## REQUISITOS
Reescribe todas las entradas siguientes sustituyendo «wheel» por «tire» y sin modificar nada más.

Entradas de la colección
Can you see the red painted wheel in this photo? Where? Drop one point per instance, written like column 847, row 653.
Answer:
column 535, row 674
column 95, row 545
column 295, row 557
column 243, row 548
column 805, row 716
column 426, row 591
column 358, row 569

## RESULTADO OBTENIDO
Can you see the red painted tire in this photo? Where? Drop one point per instance, written like column 847, row 653.
Answer:
column 535, row 674
column 95, row 545
column 295, row 557
column 243, row 548
column 805, row 716
column 426, row 591
column 358, row 569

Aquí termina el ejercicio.